▸ **Selected passage**
Start
For this reason, operations in LSDB are performed ‘lazily’. This means when a catalog is read using read_hats, the actual catalog data isn’t being read from storage. Instead, it only loads the metadata such as the column schema and the HEALPix structure of the partitions. When an operation like cone_search is called on a catalog, the data is not actually loaded and operated on when the line of code is executed. Instead, the catalog keeps track of the operations that it needs to perform so the entire pipeline can be efficiently run later. This also allows us to optimize the pipeline by only loading the partitions that are necessary. For example when performing a cone search like we do here, we only need the partitions that have data within the cone.

lazy loading diagram

So when we look at a catalog that has been lazy loaded we see the DataFrame without the data, just the columns and the number of partitions (including the HATS index of each partition encoding which HEALPix cell the partition is in).
End
(Stored dataset entries)
Start
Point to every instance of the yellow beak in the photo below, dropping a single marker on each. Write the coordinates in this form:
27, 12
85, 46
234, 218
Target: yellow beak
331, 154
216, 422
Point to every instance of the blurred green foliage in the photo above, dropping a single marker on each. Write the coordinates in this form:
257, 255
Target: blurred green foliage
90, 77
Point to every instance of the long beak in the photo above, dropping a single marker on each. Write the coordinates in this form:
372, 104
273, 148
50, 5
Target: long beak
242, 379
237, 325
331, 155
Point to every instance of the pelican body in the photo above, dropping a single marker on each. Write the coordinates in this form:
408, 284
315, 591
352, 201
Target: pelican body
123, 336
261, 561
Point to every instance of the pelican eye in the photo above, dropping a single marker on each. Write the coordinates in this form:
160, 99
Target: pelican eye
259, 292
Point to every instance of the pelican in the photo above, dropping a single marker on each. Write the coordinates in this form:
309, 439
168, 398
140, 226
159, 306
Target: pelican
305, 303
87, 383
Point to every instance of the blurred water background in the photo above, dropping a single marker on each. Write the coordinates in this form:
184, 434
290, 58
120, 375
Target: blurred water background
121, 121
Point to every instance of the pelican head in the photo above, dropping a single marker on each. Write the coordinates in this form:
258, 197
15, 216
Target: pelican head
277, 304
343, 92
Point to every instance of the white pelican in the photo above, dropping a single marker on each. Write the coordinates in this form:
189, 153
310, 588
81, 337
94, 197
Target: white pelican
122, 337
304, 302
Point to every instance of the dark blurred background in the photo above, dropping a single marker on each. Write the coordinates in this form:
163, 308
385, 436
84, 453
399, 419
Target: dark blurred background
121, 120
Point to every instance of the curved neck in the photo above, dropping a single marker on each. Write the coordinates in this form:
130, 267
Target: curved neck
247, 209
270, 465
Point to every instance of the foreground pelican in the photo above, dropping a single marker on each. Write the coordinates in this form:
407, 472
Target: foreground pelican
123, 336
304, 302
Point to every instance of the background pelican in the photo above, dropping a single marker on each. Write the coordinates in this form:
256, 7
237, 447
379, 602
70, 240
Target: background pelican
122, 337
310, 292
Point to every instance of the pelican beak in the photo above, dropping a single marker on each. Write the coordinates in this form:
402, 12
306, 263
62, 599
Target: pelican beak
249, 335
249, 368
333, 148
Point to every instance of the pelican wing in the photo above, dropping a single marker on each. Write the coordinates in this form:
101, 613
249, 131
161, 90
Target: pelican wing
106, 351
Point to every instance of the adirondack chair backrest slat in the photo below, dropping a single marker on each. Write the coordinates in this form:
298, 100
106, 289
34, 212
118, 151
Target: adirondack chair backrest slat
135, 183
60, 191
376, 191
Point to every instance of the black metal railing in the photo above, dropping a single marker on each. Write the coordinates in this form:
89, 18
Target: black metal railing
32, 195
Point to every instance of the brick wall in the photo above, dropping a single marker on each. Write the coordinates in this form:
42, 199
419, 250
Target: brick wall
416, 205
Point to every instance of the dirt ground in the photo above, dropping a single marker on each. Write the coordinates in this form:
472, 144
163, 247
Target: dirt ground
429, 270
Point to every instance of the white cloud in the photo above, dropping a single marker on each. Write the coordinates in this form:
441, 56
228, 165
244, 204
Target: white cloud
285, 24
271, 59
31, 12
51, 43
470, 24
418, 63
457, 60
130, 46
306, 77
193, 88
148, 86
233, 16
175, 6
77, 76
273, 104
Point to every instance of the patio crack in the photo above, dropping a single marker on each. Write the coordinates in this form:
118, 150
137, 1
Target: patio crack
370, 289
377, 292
End
▸ **Short task 1**
State how many lines of the records contain the string "head". Give only the number.
▸ **Short task 2**
Go on with the passage about lazy loading in LSDB, starting right after its last sentence.
The text and the records have no connection to each other.

▸ **Final result 1**
2

▸ **Final result 2**
[7]:

gaia_lite

[7]:

lsdb Catalog gaia:

	ra	dec
npartitions=4
Order: 3, Pixel: 321	double[pyarrow]	double[pyarrow]
Order: 3, Pixel: 323	...	...
Order: 4, Pixel: 1298	...	...
Order: 4, Pixel: 1304	...	...

The catalog has been loaded lazily, meaning no data has been read, only the catalog schema

To load the data and perform the operations, call compute() which will load the necessary data and perform all the operations that have been called, and return a Pandas DataFrame with the results.

[8]:

gaia_lite_computed = gaia_lite.compute()

[9]:

gaia_lite_computed

[9]:

	ra	dec
_healpix_29
1450053251443354521	95.230932	-25.656355
1450053367513191047	95.277507	-25.651934
1450053378321175871	95.30161	-25.644577
1450053383016209000	95.287129	-25.646628
1450053421112786341	95.266282	-25.64857
...	...	...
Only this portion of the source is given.